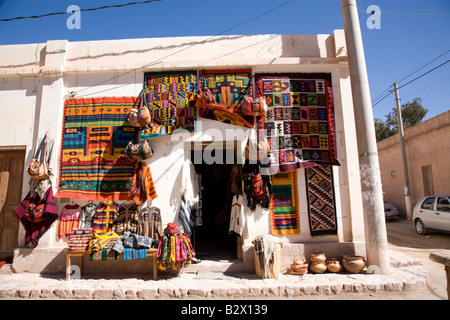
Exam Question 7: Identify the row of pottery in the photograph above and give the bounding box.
[289,253,366,274]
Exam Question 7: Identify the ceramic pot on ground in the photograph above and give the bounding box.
[309,253,327,263]
[326,258,343,273]
[342,256,366,273]
[289,263,308,274]
[309,262,327,273]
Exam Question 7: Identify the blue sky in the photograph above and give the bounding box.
[0,0,450,120]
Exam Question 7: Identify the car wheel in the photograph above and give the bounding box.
[414,219,427,235]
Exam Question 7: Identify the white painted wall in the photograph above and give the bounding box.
[0,30,364,258]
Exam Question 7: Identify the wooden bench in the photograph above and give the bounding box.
[66,249,158,280]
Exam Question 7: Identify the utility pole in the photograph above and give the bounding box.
[394,82,412,220]
[341,0,389,274]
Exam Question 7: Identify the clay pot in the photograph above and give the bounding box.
[326,259,343,273]
[309,262,327,273]
[342,256,366,273]
[309,253,327,263]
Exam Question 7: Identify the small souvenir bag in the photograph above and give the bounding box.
[242,96,269,116]
[242,79,269,116]
[128,90,151,127]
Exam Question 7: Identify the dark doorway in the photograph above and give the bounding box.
[193,149,237,260]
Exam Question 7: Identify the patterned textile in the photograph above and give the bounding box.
[112,231,157,253]
[89,248,119,261]
[200,69,253,128]
[257,74,339,172]
[141,71,197,139]
[123,248,147,260]
[92,201,119,233]
[78,203,97,230]
[270,171,300,235]
[156,233,195,272]
[58,204,81,239]
[67,227,93,250]
[14,187,58,247]
[306,166,337,236]
[137,206,163,240]
[56,97,139,201]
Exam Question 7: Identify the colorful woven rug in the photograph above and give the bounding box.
[199,69,253,128]
[141,71,197,139]
[256,74,339,172]
[56,97,138,201]
[270,171,300,235]
[306,166,337,236]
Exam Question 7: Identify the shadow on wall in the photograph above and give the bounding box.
[281,34,335,58]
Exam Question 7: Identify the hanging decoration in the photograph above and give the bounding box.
[256,74,339,172]
[199,69,253,128]
[270,171,300,235]
[56,97,139,201]
[306,166,337,236]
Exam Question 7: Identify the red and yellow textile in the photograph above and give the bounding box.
[256,73,339,172]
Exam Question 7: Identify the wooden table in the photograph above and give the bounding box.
[66,249,158,280]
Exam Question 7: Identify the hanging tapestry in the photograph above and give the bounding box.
[256,74,339,172]
[305,166,337,236]
[56,97,139,201]
[270,171,300,235]
[199,69,253,128]
[141,71,197,139]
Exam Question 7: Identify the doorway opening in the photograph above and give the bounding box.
[191,144,238,260]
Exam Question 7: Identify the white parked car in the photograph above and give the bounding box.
[384,202,400,220]
[412,195,450,234]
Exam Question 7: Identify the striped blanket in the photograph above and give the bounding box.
[123,248,147,260]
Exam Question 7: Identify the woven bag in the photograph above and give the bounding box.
[128,91,151,127]
[123,140,153,161]
[242,96,269,116]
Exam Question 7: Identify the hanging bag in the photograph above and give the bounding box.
[194,75,216,109]
[27,135,51,180]
[123,140,153,161]
[128,90,151,127]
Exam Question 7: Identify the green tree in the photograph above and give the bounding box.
[375,98,428,141]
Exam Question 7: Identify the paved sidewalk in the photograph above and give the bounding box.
[0,251,436,300]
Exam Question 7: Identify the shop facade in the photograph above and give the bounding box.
[0,30,365,273]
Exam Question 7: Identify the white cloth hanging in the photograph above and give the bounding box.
[229,195,245,236]
[180,159,199,207]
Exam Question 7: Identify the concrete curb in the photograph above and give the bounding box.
[0,256,427,300]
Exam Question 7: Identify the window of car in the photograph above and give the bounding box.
[437,197,450,212]
[421,197,435,210]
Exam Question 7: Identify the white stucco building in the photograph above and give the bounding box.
[0,30,365,272]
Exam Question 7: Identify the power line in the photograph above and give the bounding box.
[78,0,294,97]
[397,50,450,83]
[0,0,161,22]
[372,60,450,108]
[398,60,450,89]
[372,50,450,108]
[403,76,450,98]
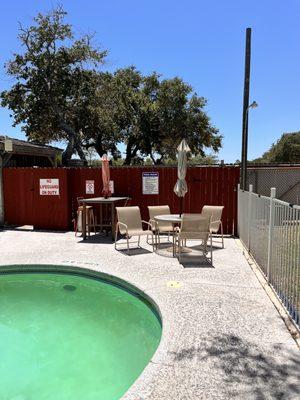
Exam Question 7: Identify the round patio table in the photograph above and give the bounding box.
[154,214,182,257]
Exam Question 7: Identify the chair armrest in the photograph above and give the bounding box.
[117,221,128,232]
[142,219,152,230]
[148,219,158,229]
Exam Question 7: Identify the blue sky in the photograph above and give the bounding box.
[0,0,300,162]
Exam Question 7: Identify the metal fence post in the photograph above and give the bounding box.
[267,188,276,282]
[247,185,253,252]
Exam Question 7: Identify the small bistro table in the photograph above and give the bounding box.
[154,214,182,257]
[79,197,129,240]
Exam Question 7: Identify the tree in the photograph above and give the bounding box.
[92,67,222,165]
[1,7,106,162]
[1,7,222,164]
[253,132,300,163]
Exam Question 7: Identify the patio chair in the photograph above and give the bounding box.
[148,206,174,244]
[115,206,154,254]
[201,206,224,249]
[73,196,96,236]
[175,214,213,264]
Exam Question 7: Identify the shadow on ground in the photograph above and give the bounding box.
[77,233,113,244]
[172,335,300,400]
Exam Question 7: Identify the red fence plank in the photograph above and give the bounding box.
[3,166,239,233]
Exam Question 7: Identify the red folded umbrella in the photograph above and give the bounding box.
[102,154,111,199]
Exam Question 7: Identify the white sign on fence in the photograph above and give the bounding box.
[143,172,159,194]
[40,178,59,196]
[109,181,115,194]
[85,181,95,194]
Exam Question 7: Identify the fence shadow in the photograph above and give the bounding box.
[172,334,300,400]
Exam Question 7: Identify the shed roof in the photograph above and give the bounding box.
[0,135,63,157]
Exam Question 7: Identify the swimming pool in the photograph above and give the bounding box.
[0,271,161,400]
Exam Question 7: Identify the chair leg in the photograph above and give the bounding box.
[178,238,181,263]
[126,235,130,256]
[210,234,213,265]
[115,228,118,250]
[221,221,224,249]
[87,212,91,236]
[92,210,96,235]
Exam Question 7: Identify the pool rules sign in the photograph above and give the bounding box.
[40,179,59,196]
[143,172,159,194]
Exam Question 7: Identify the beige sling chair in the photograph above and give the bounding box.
[201,206,224,249]
[115,206,154,254]
[176,214,213,264]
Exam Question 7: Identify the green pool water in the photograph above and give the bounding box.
[0,273,161,400]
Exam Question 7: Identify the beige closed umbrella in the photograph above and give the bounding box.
[174,139,191,216]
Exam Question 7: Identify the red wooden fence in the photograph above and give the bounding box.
[3,166,239,233]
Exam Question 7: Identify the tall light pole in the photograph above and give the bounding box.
[240,28,251,190]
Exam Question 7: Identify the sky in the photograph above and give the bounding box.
[0,0,300,163]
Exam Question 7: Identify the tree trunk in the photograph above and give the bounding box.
[60,122,86,165]
[124,139,138,165]
[62,137,74,166]
[94,135,106,158]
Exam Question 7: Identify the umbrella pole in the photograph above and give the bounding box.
[179,197,183,218]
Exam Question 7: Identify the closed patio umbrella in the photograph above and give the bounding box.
[174,139,191,216]
[102,154,111,199]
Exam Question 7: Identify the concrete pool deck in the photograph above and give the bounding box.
[0,230,300,400]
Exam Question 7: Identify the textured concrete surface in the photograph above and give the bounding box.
[0,231,300,400]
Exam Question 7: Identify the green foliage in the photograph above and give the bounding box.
[1,7,106,163]
[253,132,300,163]
[1,7,222,165]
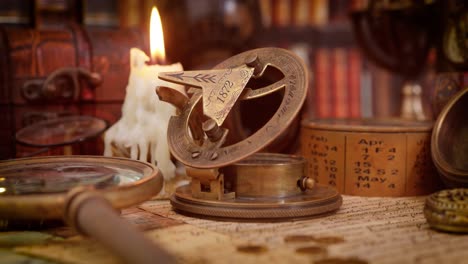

********

Task instructions = Reproduce all of the records above line for line without changing anything, but leave out the pictures.

Exercise response =
Exam Question 7: Identify the row of pottery in the photograph above and give the bounding box.
[289,253,366,274]
Exam Question 7: Identify the ceramic pot on ground in the photograph above and give the bounding box.
[309,253,327,263]
[326,258,343,273]
[342,256,366,273]
[289,263,308,274]
[309,262,327,273]
Exam Question 7: Identify the blue sky in the photograph above and give the bounding box.
[0,0,450,120]
Exam Question 7: Identify the car wheel in the photograph above and give the bounding box.
[414,219,427,235]
Exam Question 7: Identify the white painted wall in the photograph above and give the bounding box.
[0,30,364,258]
Exam Question 7: Identify the wooden bench in the photograph above and give the bounding box.
[66,249,158,280]
Exam Question 7: Identify the utility pole in the photograph above and give the bounding box.
[394,82,412,220]
[341,0,389,274]
Exam Question 7: Identify the clay pot in the photograph above and give the bounding box.
[326,259,343,273]
[309,262,327,273]
[342,256,366,273]
[309,253,327,263]
Exam Question 7: Identify the small souvenir bag in the photograph above and give the bounding box.
[242,96,269,116]
[242,79,269,116]
[128,90,151,127]
Exam Question 7: Identify the dark doorway in the photograph above and give the bounding box.
[193,149,237,260]
Exam Question 7: Identify the patterned textile in the photograph above and give the bounding box.
[112,231,157,253]
[89,248,119,261]
[200,69,253,128]
[257,74,339,172]
[141,71,197,139]
[123,248,147,260]
[92,201,119,233]
[78,203,97,230]
[270,171,300,235]
[156,233,195,272]
[58,204,81,239]
[67,227,93,250]
[14,187,58,247]
[306,166,337,236]
[137,206,163,240]
[56,97,139,201]
Exam Question 7: Identify the colorful woven rug in the photograph above and give the bounding box.
[199,69,253,128]
[141,71,197,139]
[256,74,339,172]
[56,97,138,201]
[270,171,300,235]
[306,166,337,236]
Exam Question 7: Identify the shadow on wall in the photograph above and give the bounding box.
[281,34,335,58]
Exam Question 7: Identify the hanging decoration in the photograph above and give the bounding box.
[256,74,339,172]
[199,69,253,128]
[270,171,300,235]
[56,97,139,201]
[306,166,337,236]
Exam Question 7: Identify the red and yellow textile in the photograph above and give the bounding box.
[256,73,339,172]
Exam Question 7: Identify the wooden table in the photograph above and give the bounding box.
[66,249,158,280]
Exam Question 7: Identify the hanging tapestry in the photograph above and give the bounding box.
[256,74,339,172]
[305,166,337,236]
[56,97,139,201]
[270,171,300,235]
[199,69,253,128]
[141,71,197,139]
Exam Question 7: Identify the doorway opening in the photograph above and give the bounding box.
[191,144,238,260]
Exam Question 7: Identify the white parked car in the photograph above and give the bounding box.
[384,202,400,220]
[412,195,450,234]
Exam Question 7: Identify the striped blanket in the photograph above and give the bounding box.
[123,248,147,260]
Exam Question 7: Identify the woven bag in the photograph above and give the bounding box.
[128,91,151,127]
[123,140,153,161]
[242,96,269,116]
Exam Question 7: Identify the hanging bag in the photograph above and give the bounding box.
[194,75,216,109]
[27,135,51,180]
[123,140,153,161]
[128,90,151,127]
Exam Question 7: Identify the green tree in the photograph above and give the bounding box.
[375,98,428,141]
Exam Question 7: Identify the paved sidewalk in the photograph above and give the bounding box.
[0,251,436,300]
Exam Question 7: Identify the shop facade in the photograph above and give the bounding box.
[0,30,365,273]
Exam Question 7: Identify the white cloth hanging in the photograph above and give the bounding box.
[229,195,245,236]
[180,159,199,207]
Exam Question 7: Identify the concrete curb in the photograph above and give the bounding box.
[0,256,427,300]
Exam Question 7: Identify the window of car in the photograph above and give the bounding box.
[437,197,450,212]
[421,197,435,210]
Exam Question 7: Identify the white stucco building in the photograph above and give the bounding box.
[0,30,365,272]
Exam Question 7: Identify the power line in the photograph above and give the bounding box.
[78,0,294,97]
[397,50,450,83]
[0,0,161,22]
[372,60,450,108]
[398,60,450,89]
[372,50,450,108]
[403,76,450,98]
Exam Question 7: Identify the round patio table in the photograph above and give the bounding box.
[154,214,182,257]
Exam Question 7: Identify the chair armrest in the photograph above and give the bounding box.
[117,221,128,232]
[142,219,152,230]
[148,219,158,229]
Exam Question 7: Identify the blue sky in the photograph above and give the bounding box.
[0,0,300,162]
Exam Question 7: Identify the metal fence post in the photograph above and give the bounding box.
[267,188,276,282]
[247,185,253,252]
Exam Question 7: Identify the small bistro table in the photograph above and give the bounding box.
[154,214,182,257]
[79,197,129,240]
Exam Question 7: Identify the tree in the photograph above and give the bounding box.
[92,67,222,165]
[1,7,106,162]
[1,7,222,164]
[253,132,300,163]
Exam Question 7: Identify the patio chair in the photograph above and give the bounding box.
[148,206,174,244]
[115,206,154,254]
[201,206,224,249]
[73,196,96,236]
[175,214,213,264]
Exam Question 7: Identify the shadow on ground in the photograph above and give the bounding box.
[77,233,113,244]
[172,335,300,400]
Exam Question 7: Identify the red fence plank in the photograph above and give the bounding box.
[3,166,239,233]
Exam Question 7: Identify the red folded umbrella in the photograph above and give the bounding box.
[102,154,111,199]
Exam Question 7: Identify the white sign on fence in the photograph above and give the bounding box.
[143,172,159,194]
[40,178,59,196]
[109,181,115,194]
[85,181,95,194]
Exam Question 7: Identify the fence shadow in the photograph above and give the bounding box.
[172,334,300,400]
Exam Question 7: Identify the shed roof in the photograph above and give the bounding box.
[0,135,63,157]
Exam Question 7: Identify the swimming pool in the photograph above and give the bounding box.
[0,271,161,400]
Exam Question 7: Identify the chair leg in the photograph above and give the bounding box.
[178,238,181,263]
[126,235,130,256]
[210,234,213,265]
[115,228,118,250]
[221,221,224,249]
[87,212,91,236]
[92,210,96,235]
Exam Question 7: Identify the pool rules sign in the photograph above and give the bounding box.
[40,179,59,196]
[143,172,159,194]
Exam Question 7: Identify the beige sling chair in the photograph above and give the bounding box.
[201,206,224,249]
[115,206,154,254]
[176,214,213,264]
Exam Question 7: Identify the green pool water in the photograph above and give the bounding box.
[0,273,161,400]
Exam Question 7: Identify the beige closed umbrella in the photograph above and give the bounding box.
[174,139,191,216]
Exam Question 7: Identify the red wooden fence in the photograph above and give the bounding box.
[3,166,239,233]
Exam Question 7: Identify the tall light pole in the photograph above and give the bounding box.
[240,28,251,190]
Exam Question 7: Identify the sky in the photograph above and give the bounding box.
[0,0,300,163]
Exam Question 7: Identify the tree trunk in the photograph above and give the bounding box.
[60,122,86,165]
[124,139,138,165]
[62,137,74,166]
[94,135,106,158]
Exam Question 7: Identify the umbrella pole in the photograph above and give the bounding box.
[179,197,183,218]
Exam Question 7: Identify the closed patio umbrella in the photograph above and give the bounding box.
[174,139,191,216]
[102,154,111,199]
Exam Question 7: Identify the concrete pool deck in the photograph above and give the bounding box.
[0,230,300,400]
Exam Question 7: Identify the textured concrete surface in the photograph above and give the bounding box.
[0,231,300,400]
Exam Question 7: Identify the green foliage in the photograph above and give the bounding box.
[1,7,106,163]
[253,132,300,163]
[1,7,222,165]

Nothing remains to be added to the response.